Excerpts of data on labeled regions:
+--

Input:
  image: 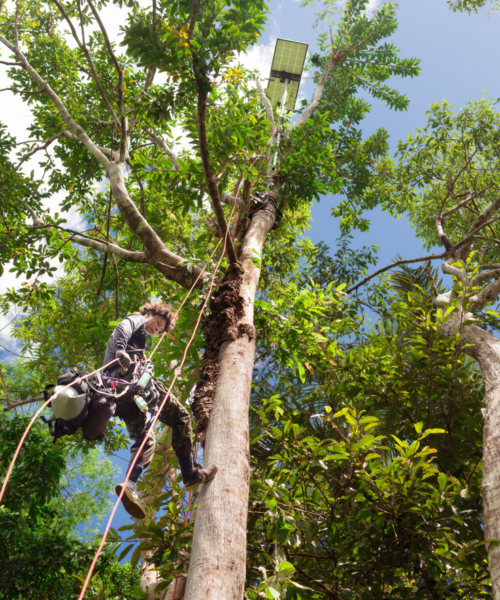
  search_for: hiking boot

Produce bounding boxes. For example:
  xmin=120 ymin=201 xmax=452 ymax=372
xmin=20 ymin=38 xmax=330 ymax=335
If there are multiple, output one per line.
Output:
xmin=184 ymin=465 xmax=217 ymax=492
xmin=115 ymin=480 xmax=146 ymax=519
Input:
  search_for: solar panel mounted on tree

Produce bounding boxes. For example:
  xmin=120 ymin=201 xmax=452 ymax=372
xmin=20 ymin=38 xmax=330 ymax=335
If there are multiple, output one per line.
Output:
xmin=266 ymin=38 xmax=308 ymax=110
xmin=266 ymin=38 xmax=308 ymax=168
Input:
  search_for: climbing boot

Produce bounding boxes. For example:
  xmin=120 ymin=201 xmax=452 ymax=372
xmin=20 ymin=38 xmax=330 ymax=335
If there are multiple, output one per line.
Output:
xmin=184 ymin=465 xmax=217 ymax=491
xmin=115 ymin=480 xmax=146 ymax=519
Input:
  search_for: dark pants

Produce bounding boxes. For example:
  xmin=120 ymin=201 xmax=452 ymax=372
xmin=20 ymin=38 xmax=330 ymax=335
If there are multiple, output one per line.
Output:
xmin=83 ymin=386 xmax=193 ymax=467
xmin=116 ymin=394 xmax=193 ymax=467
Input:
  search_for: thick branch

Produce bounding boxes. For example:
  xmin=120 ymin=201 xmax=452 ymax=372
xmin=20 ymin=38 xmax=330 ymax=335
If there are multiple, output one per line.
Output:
xmin=459 ymin=195 xmax=500 ymax=260
xmin=441 ymin=258 xmax=469 ymax=285
xmin=198 ymin=91 xmax=238 ymax=264
xmin=53 ymin=0 xmax=120 ymax=126
xmin=106 ymin=162 xmax=208 ymax=288
xmin=30 ymin=223 xmax=148 ymax=263
xmin=470 ymin=279 xmax=500 ymax=310
xmin=471 ymin=265 xmax=500 ymax=286
xmin=59 ymin=129 xmax=113 ymax=158
xmin=346 ymin=252 xmax=446 ymax=294
xmin=14 ymin=132 xmax=63 ymax=171
xmin=220 ymin=192 xmax=243 ymax=211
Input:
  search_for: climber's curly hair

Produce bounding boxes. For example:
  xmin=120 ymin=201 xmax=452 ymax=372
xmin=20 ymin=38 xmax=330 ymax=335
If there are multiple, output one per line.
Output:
xmin=139 ymin=300 xmax=177 ymax=333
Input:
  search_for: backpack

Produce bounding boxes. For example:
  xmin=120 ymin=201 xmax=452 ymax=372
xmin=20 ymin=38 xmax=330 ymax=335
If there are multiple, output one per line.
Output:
xmin=41 ymin=367 xmax=91 ymax=443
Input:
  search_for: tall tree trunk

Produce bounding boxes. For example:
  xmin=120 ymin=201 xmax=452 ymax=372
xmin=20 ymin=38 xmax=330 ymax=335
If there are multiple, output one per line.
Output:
xmin=185 ymin=203 xmax=276 ymax=600
xmin=440 ymin=320 xmax=500 ymax=600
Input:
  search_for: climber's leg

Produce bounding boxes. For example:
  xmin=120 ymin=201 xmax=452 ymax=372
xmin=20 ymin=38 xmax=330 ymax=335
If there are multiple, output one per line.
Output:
xmin=159 ymin=394 xmax=217 ymax=490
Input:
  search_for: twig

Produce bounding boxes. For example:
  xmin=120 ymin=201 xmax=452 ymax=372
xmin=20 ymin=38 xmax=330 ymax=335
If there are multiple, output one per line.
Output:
xmin=346 ymin=252 xmax=446 ymax=294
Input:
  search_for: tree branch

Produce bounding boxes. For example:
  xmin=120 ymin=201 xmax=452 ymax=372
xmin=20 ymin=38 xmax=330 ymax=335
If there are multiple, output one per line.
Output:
xmin=197 ymin=88 xmax=238 ymax=264
xmin=30 ymin=223 xmax=149 ymax=263
xmin=87 ymin=0 xmax=128 ymax=162
xmin=292 ymin=50 xmax=340 ymax=129
xmin=457 ymin=195 xmax=500 ymax=260
xmin=52 ymin=0 xmax=120 ymax=127
xmin=0 ymin=34 xmax=109 ymax=168
xmin=14 ymin=132 xmax=63 ymax=171
xmin=144 ymin=129 xmax=180 ymax=171
xmin=346 ymin=252 xmax=446 ymax=294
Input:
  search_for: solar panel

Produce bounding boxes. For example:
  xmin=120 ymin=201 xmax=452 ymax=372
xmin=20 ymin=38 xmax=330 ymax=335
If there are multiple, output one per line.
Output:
xmin=266 ymin=38 xmax=308 ymax=110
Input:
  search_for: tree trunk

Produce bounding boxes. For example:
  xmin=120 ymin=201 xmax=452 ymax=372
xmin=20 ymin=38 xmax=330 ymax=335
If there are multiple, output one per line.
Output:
xmin=185 ymin=203 xmax=276 ymax=600
xmin=440 ymin=320 xmax=500 ymax=600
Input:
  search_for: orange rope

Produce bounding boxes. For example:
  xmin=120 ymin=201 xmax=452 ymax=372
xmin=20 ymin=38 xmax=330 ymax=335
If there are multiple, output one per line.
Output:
xmin=172 ymin=443 xmax=200 ymax=600
xmin=0 ymin=358 xmax=118 ymax=502
xmin=78 ymin=202 xmax=240 ymax=600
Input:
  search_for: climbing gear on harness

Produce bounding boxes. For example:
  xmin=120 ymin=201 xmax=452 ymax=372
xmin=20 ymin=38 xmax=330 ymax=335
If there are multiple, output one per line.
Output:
xmin=133 ymin=360 xmax=154 ymax=412
xmin=41 ymin=368 xmax=90 ymax=442
xmin=50 ymin=385 xmax=87 ymax=421
xmin=248 ymin=193 xmax=283 ymax=231
xmin=184 ymin=465 xmax=218 ymax=492
xmin=41 ymin=361 xmax=149 ymax=442
xmin=115 ymin=479 xmax=146 ymax=519
xmin=115 ymin=350 xmax=132 ymax=371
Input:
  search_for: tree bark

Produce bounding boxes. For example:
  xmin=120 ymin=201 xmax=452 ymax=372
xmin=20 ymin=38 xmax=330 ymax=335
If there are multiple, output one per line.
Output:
xmin=440 ymin=319 xmax=500 ymax=600
xmin=185 ymin=203 xmax=276 ymax=600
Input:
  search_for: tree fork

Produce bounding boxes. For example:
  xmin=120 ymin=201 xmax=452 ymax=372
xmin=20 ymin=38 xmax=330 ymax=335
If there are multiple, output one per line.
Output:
xmin=184 ymin=193 xmax=277 ymax=600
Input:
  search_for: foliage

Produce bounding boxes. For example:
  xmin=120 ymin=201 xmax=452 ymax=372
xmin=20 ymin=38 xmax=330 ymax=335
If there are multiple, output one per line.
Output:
xmin=0 ymin=415 xmax=137 ymax=600
xmin=247 ymin=269 xmax=491 ymax=599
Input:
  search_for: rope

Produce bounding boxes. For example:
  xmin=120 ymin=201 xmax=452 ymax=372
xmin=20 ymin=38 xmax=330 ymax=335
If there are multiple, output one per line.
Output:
xmin=0 ymin=233 xmax=225 ymax=502
xmin=78 ymin=199 xmax=239 ymax=600
xmin=172 ymin=442 xmax=200 ymax=600
xmin=0 ymin=358 xmax=118 ymax=502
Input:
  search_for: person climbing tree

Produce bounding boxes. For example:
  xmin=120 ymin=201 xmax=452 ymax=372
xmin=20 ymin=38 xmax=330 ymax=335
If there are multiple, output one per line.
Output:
xmin=90 ymin=301 xmax=217 ymax=519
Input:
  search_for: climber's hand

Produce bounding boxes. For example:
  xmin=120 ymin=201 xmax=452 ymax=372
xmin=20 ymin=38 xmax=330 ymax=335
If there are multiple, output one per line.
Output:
xmin=115 ymin=350 xmax=132 ymax=373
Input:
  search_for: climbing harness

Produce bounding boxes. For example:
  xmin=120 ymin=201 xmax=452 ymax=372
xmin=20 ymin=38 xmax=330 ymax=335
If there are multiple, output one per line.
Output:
xmin=0 ymin=358 xmax=118 ymax=503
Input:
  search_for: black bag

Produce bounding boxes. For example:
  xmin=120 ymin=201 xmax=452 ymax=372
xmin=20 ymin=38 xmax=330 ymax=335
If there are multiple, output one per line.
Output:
xmin=41 ymin=367 xmax=91 ymax=443
xmin=82 ymin=392 xmax=116 ymax=441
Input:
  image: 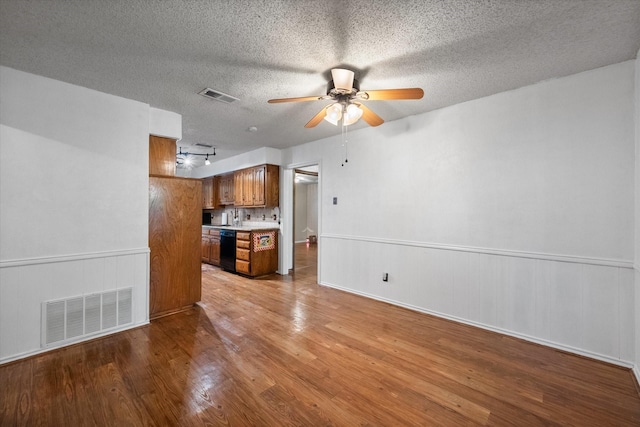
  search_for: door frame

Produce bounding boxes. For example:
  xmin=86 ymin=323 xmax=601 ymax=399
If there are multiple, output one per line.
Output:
xmin=279 ymin=160 xmax=322 ymax=283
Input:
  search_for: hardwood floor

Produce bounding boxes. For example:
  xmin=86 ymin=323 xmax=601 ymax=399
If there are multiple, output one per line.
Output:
xmin=0 ymin=245 xmax=640 ymax=426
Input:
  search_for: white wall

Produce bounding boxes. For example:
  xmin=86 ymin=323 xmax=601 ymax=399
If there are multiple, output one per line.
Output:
xmin=283 ymin=61 xmax=635 ymax=365
xmin=0 ymin=67 xmax=170 ymax=362
xmin=294 ymin=183 xmax=318 ymax=243
xmin=634 ymin=51 xmax=640 ymax=383
xmin=293 ymin=182 xmax=308 ymax=243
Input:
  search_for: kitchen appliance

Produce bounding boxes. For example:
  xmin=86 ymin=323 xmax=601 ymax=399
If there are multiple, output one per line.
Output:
xmin=220 ymin=230 xmax=236 ymax=272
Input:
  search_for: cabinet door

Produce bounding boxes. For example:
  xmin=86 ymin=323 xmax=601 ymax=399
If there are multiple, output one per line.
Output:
xmin=242 ymin=168 xmax=255 ymax=206
xmin=201 ymin=235 xmax=211 ymax=262
xmin=218 ymin=175 xmax=235 ymax=205
xmin=252 ymin=166 xmax=265 ymax=206
xmin=233 ymin=170 xmax=244 ymax=206
xmin=209 ymin=237 xmax=220 ymax=267
xmin=202 ymin=178 xmax=215 ymax=209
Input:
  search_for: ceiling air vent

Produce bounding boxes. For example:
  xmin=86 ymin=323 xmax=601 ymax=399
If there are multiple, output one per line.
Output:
xmin=198 ymin=88 xmax=240 ymax=104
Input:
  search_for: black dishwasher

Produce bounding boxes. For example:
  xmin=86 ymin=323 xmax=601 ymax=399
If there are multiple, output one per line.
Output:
xmin=220 ymin=229 xmax=236 ymax=272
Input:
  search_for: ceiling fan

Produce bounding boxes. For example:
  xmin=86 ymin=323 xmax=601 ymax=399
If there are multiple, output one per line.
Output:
xmin=268 ymin=68 xmax=424 ymax=128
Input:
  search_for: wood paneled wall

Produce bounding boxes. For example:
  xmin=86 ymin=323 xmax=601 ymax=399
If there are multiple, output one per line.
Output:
xmin=149 ymin=176 xmax=202 ymax=318
xmin=149 ymin=135 xmax=176 ymax=176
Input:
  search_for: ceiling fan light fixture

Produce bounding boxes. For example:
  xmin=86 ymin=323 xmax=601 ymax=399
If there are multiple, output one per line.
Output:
xmin=331 ymin=68 xmax=355 ymax=93
xmin=342 ymin=104 xmax=363 ymax=126
xmin=324 ymin=102 xmax=342 ymax=126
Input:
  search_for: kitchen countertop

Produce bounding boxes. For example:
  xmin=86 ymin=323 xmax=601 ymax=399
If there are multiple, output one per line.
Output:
xmin=203 ymin=224 xmax=280 ymax=231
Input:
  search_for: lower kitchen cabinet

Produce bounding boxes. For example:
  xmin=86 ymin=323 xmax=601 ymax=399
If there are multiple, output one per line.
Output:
xmin=202 ymin=227 xmax=220 ymax=266
xmin=236 ymin=230 xmax=278 ymax=277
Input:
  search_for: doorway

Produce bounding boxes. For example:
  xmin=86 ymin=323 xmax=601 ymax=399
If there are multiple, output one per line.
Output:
xmin=291 ymin=165 xmax=319 ymax=281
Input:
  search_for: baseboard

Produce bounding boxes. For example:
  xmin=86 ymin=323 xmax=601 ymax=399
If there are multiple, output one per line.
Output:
xmin=319 ymin=282 xmax=640 ymax=372
xmin=0 ymin=320 xmax=149 ymax=365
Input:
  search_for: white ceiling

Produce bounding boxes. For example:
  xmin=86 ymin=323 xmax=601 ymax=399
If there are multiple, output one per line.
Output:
xmin=0 ymin=0 xmax=640 ymax=169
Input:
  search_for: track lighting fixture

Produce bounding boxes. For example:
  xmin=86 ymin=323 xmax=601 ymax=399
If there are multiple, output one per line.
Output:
xmin=176 ymin=147 xmax=216 ymax=166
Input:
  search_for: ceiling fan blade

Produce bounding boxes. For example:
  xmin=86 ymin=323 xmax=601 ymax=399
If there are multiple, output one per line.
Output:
xmin=267 ymin=96 xmax=324 ymax=104
xmin=304 ymin=104 xmax=333 ymax=128
xmin=358 ymin=104 xmax=384 ymax=126
xmin=363 ymin=87 xmax=424 ymax=101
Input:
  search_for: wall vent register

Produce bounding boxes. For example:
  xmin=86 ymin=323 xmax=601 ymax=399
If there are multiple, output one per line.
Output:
xmin=41 ymin=288 xmax=133 ymax=347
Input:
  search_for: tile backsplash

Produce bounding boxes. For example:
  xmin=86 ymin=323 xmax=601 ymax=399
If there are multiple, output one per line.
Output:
xmin=205 ymin=207 xmax=280 ymax=227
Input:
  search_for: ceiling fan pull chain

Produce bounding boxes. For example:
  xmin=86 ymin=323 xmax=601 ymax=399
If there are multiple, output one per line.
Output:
xmin=342 ymin=119 xmax=349 ymax=167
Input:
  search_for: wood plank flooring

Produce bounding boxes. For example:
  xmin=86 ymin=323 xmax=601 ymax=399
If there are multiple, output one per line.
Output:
xmin=0 ymin=244 xmax=640 ymax=426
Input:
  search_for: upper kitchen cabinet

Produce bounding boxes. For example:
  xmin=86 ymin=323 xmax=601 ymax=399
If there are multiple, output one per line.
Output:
xmin=202 ymin=177 xmax=216 ymax=209
xmin=234 ymin=165 xmax=280 ymax=207
xmin=214 ymin=173 xmax=235 ymax=206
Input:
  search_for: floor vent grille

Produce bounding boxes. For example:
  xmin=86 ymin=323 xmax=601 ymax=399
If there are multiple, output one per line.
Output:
xmin=42 ymin=288 xmax=133 ymax=347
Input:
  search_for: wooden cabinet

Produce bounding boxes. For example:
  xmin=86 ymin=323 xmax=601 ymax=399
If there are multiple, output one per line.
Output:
xmin=202 ymin=177 xmax=216 ymax=209
xmin=215 ymin=173 xmax=235 ymax=206
xmin=202 ymin=227 xmax=220 ymax=266
xmin=149 ymin=176 xmax=202 ymax=318
xmin=234 ymin=165 xmax=280 ymax=207
xmin=236 ymin=230 xmax=278 ymax=277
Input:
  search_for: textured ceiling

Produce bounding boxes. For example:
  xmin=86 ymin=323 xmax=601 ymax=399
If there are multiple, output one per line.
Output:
xmin=0 ymin=0 xmax=640 ymax=170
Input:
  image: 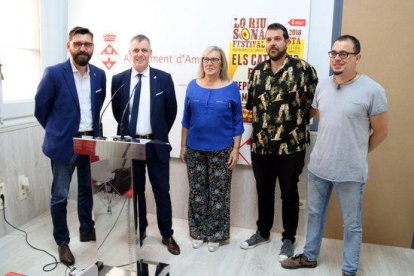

+--

INSTRUCTIONS FOR THE TASK: Copy the lines of the data above word for word, from the very first line through the line that contains "xmin=184 ymin=465 xmax=217 ymax=492", including that line. Leave the pictures out of your answer.

CORRECT ANSWER:
Input:
  image: 
  search_for: hiking boot

Produce bounding boxes. For example:
  xmin=120 ymin=201 xmax=452 ymax=372
xmin=20 ymin=38 xmax=330 ymax=335
If there are multiple, output one per line.
Output:
xmin=184 ymin=465 xmax=217 ymax=492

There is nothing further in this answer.